- [Exercise tasks]:
• a. Retype the jam-making tips word for word, from "When you skim, use" through "fill it up!", including both of those phrases.
• b. Quote every sentence in the jam-making tips that ends with an exclamation point.
• c. Continue the jam-making tips, starting right after their last sentence.

- [Extract]:
□ □ □ □ □ □ □
When you skim, use a metal spoon and save the foam. I actually put my foam and any leftover jam that won't fill a jar into the crock in the picture above that I bought in Germany from the Waechtersbach Factory in Germany back in the '80's.. Then I put it in the fridge and we eat that jam first!
That other picture is my cute little jelly cupboard where we keep our jam. It has been much more full than this in the past, so I need to get busy and fill it up!
Oh! One last tip. I used to put cute lables on the jars, but they were a pain to take off after the jar was empty. (Always save and reuse your jars, they can be expensive.) So, now I use a sharpie and write the kind of jam and the date on the lid, because it will get thrown away anyway. (Do not reuse your lids!) If you really want something cute for giving away jars of jam, get the round kind that can fit on top of the lid.
□ □ □ □ □ □ □
- [Supplied data]:
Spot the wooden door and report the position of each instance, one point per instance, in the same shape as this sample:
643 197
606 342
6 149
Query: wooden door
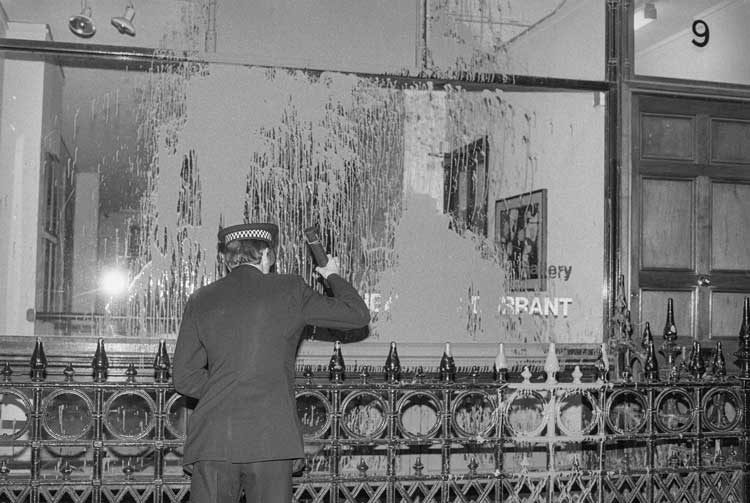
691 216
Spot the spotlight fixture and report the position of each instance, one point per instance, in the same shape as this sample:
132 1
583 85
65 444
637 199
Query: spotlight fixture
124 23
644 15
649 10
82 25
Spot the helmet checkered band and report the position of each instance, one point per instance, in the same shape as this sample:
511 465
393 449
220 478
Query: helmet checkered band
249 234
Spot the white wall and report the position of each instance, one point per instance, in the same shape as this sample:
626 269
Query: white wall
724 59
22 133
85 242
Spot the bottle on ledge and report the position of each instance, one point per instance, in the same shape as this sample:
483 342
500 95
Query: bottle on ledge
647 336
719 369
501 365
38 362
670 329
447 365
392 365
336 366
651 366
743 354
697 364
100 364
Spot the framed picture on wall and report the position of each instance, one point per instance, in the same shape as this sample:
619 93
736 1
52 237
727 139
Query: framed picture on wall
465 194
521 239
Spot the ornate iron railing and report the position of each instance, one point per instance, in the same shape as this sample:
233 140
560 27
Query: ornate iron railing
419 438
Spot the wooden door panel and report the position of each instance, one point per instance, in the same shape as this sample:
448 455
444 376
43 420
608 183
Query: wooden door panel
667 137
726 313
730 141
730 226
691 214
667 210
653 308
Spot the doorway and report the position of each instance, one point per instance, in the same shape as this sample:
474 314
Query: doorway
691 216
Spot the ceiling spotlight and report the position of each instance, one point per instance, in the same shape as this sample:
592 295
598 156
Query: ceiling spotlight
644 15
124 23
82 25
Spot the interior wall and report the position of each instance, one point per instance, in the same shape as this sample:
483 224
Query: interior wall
□ □ □ □ □ □ □
- [The results]:
• a.
When you skim, use a metal spoon and save the foam. I actually put my foam and any leftover jam that won't fill a jar into the crock in the picture above that I bought in Germany from the Waechtersbach Factory in Germany back in the '80's.. Then I put it in the fridge and we eat that jam first!
That other picture is my cute little jelly cupboard where we keep our jam. It has been much more full than this in the past, so I need to get busy and fill it up!

• b.
1. Then I put it in the fridge and we eat that jam first!
2. It has been much more full than this in the past, so I need to get busy and fill it up!
3. Oh!
4. (Do not reuse your lids!)

• c.
I was going to put a delicious looking picture here of jam on my roll, but I ate it too fast! Hope these tips help!
Creators of Hot Cocoa Bombs! (copyrighted)
Helen Reynolds: Mother of six children , grandmother to nearly nine and counting! I love to cook, craft and create things and I especially love doing that with my family, So, when my lawyer daughter, Lindsey, and my artist daughter, Madalynn, and I came up with the idea of Hot Cocoa Bombs, this blog was born. Read more about us here!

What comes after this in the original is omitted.